Tarea del ejercicio: Transcribe del material, sin ningún cambio, las líneas que van desde la que contiene "Where can the mirror" hasta la que contiene "<point>16,278</point>", ambas incluidas.

Material proporcionado:
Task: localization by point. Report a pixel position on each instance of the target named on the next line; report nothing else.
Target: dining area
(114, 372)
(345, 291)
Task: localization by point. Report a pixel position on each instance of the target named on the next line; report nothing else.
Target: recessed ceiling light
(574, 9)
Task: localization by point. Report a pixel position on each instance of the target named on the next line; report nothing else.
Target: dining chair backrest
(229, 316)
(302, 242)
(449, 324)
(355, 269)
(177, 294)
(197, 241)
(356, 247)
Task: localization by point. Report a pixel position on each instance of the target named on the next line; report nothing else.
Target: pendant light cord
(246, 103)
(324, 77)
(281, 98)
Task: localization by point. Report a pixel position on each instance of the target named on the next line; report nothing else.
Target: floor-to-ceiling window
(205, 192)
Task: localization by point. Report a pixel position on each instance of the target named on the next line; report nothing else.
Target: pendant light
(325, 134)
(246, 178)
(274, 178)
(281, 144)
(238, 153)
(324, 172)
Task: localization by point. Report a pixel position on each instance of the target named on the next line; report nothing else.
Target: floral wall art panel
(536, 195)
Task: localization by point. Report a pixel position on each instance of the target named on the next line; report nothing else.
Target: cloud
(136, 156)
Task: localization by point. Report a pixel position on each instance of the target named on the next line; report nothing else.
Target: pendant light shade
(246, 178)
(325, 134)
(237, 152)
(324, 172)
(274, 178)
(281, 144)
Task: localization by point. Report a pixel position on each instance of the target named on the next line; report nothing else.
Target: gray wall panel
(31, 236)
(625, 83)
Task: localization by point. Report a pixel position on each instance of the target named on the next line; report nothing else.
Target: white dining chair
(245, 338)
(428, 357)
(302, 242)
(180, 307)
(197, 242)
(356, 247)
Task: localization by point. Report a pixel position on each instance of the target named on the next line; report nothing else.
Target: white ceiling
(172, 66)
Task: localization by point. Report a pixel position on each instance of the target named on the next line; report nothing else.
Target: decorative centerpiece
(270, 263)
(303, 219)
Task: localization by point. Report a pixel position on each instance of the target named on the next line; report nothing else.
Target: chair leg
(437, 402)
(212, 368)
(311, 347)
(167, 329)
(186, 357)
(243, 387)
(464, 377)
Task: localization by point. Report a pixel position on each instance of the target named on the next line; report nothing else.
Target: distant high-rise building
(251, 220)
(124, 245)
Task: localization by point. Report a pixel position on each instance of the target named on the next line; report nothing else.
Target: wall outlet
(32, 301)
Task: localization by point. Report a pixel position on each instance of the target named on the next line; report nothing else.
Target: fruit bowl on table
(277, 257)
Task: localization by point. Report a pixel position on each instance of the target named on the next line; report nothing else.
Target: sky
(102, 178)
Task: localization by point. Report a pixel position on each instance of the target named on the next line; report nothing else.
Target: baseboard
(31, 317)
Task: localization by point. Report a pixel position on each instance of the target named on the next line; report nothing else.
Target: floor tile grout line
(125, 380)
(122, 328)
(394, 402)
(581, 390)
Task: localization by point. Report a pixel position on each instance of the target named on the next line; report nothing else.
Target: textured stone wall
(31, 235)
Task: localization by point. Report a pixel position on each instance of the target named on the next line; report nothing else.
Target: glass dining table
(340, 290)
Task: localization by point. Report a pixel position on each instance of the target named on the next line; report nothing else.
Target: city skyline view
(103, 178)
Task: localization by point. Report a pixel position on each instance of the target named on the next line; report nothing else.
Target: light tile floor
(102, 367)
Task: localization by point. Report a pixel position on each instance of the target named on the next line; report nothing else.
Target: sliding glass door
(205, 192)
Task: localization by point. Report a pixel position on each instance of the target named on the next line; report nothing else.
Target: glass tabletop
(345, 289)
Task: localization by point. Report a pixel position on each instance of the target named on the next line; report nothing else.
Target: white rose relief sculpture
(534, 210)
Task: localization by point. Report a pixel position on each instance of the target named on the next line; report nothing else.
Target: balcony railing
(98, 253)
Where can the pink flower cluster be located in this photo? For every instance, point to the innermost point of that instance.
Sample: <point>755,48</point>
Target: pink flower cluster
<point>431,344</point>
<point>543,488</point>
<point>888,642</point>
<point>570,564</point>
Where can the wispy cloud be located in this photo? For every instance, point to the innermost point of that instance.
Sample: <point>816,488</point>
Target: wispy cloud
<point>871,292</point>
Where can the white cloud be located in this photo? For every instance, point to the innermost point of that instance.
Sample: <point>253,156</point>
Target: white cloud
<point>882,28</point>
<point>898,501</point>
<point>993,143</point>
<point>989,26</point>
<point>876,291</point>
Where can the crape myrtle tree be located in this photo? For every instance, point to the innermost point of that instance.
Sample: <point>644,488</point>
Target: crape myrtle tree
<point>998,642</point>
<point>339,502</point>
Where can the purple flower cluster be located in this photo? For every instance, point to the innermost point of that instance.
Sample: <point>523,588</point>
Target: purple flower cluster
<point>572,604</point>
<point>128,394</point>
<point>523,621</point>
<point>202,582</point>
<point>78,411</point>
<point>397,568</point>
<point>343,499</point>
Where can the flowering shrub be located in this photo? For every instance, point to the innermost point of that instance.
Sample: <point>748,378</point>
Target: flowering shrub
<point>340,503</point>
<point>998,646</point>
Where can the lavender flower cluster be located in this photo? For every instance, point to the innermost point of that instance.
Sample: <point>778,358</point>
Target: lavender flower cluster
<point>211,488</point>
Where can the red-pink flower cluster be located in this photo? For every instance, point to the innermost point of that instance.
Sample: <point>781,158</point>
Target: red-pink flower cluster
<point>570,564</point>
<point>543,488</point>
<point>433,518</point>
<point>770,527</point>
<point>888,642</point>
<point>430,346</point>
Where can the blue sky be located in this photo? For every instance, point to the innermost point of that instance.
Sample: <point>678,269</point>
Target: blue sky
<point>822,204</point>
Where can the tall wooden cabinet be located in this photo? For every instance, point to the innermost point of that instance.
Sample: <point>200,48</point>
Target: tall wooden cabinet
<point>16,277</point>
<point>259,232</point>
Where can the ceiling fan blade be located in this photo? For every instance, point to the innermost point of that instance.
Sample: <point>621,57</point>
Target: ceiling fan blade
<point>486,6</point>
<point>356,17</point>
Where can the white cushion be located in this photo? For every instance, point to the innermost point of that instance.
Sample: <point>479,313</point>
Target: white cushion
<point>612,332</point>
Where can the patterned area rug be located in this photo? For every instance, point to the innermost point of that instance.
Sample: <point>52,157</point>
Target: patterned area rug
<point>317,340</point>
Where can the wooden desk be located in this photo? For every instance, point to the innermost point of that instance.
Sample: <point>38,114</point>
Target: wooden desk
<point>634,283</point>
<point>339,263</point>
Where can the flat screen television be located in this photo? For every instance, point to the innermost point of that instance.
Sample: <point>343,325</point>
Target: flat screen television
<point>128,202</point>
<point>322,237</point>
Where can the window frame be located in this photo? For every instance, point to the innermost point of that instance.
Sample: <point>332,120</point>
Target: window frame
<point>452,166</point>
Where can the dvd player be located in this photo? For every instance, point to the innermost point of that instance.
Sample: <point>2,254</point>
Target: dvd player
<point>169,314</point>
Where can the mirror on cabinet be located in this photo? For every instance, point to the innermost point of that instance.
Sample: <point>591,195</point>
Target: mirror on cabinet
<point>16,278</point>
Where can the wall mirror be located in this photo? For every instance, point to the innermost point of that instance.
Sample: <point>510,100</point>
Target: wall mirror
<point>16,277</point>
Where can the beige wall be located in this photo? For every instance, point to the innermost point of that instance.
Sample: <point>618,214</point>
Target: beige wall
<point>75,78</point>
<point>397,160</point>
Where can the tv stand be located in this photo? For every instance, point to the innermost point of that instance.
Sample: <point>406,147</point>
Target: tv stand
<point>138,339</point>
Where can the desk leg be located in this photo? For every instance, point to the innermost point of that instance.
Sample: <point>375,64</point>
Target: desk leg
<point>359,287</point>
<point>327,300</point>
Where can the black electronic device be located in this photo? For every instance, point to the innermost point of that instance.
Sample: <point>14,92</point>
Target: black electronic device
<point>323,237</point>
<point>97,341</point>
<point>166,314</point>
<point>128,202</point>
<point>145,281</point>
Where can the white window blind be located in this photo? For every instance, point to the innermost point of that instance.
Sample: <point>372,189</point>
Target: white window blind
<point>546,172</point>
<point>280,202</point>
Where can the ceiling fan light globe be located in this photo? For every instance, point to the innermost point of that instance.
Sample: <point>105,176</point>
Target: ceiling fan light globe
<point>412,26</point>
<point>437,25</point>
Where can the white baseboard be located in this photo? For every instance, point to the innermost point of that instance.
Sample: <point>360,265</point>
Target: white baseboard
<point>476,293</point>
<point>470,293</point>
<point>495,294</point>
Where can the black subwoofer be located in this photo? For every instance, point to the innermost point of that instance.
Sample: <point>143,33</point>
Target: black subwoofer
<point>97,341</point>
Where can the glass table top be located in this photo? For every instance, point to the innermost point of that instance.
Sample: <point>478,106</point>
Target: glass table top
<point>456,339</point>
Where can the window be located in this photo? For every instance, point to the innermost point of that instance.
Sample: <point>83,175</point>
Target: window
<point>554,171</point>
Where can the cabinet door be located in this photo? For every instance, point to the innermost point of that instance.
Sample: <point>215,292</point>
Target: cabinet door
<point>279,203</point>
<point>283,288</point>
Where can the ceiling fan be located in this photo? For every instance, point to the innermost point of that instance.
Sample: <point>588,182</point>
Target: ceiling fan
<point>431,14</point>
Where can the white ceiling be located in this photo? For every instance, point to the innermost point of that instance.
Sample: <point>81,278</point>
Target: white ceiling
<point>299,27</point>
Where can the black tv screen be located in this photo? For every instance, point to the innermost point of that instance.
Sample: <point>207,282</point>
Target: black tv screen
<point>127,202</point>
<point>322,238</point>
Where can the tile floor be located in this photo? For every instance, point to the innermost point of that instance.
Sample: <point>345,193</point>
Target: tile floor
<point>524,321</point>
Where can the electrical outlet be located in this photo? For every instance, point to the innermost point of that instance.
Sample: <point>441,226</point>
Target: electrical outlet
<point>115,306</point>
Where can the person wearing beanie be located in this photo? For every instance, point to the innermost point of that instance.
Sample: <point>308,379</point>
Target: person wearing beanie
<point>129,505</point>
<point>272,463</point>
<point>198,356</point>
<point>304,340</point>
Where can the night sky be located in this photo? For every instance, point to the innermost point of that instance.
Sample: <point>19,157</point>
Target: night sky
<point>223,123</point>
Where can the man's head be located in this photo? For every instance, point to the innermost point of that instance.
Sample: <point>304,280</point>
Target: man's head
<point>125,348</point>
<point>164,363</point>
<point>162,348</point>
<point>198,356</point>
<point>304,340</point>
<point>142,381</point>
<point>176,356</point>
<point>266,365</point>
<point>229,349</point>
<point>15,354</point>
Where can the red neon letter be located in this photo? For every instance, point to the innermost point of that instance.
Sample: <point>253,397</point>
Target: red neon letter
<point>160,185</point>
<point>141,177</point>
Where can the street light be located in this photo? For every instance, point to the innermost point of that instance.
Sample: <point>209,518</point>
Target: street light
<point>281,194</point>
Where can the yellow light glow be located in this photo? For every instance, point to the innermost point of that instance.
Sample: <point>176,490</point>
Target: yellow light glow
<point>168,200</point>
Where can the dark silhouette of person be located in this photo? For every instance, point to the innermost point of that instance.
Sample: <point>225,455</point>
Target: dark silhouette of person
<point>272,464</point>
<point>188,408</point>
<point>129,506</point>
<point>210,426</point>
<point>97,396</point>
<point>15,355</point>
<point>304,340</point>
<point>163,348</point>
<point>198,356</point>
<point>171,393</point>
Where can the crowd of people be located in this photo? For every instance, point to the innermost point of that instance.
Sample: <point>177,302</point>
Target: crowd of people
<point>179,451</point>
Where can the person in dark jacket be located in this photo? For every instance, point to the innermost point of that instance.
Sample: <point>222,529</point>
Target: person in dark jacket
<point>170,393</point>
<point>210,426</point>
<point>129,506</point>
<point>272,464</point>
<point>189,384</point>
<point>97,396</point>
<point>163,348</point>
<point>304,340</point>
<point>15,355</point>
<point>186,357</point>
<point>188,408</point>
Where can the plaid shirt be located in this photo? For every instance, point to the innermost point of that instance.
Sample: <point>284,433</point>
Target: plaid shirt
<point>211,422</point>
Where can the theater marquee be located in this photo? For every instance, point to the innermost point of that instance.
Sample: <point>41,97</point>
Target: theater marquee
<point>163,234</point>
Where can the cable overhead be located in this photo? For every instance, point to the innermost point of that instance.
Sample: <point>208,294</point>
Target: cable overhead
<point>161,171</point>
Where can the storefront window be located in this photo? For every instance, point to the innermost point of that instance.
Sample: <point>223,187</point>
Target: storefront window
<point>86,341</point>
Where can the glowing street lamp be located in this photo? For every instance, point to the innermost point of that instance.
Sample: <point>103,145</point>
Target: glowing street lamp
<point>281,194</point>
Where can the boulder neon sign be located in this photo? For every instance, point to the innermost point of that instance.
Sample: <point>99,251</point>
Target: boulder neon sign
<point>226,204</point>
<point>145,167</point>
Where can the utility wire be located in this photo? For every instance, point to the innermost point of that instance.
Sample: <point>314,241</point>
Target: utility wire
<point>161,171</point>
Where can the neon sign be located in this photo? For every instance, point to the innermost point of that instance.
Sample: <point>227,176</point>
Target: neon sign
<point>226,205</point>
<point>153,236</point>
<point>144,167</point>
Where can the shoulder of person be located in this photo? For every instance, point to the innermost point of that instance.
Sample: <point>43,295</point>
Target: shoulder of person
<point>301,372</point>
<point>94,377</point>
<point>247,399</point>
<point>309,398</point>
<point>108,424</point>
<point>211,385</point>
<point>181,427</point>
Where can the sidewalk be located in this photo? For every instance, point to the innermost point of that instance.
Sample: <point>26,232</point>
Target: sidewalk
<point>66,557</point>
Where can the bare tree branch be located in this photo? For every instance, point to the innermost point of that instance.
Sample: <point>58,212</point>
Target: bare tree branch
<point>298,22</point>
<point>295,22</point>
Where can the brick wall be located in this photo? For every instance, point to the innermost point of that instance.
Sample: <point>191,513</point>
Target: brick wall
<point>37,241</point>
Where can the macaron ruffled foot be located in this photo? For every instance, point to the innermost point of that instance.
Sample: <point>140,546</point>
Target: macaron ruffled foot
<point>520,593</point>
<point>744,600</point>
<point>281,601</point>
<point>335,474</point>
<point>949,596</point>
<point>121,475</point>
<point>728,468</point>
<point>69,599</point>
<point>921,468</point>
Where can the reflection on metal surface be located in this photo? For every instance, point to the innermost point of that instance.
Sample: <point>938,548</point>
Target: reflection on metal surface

Resultado del ejercicio:
Where can the mirror on cabinet be located in this photo? For every instance, point to the innermost point of that instance.
Sample: <point>591,195</point>
Target: mirror on cabinet
<point>16,278</point>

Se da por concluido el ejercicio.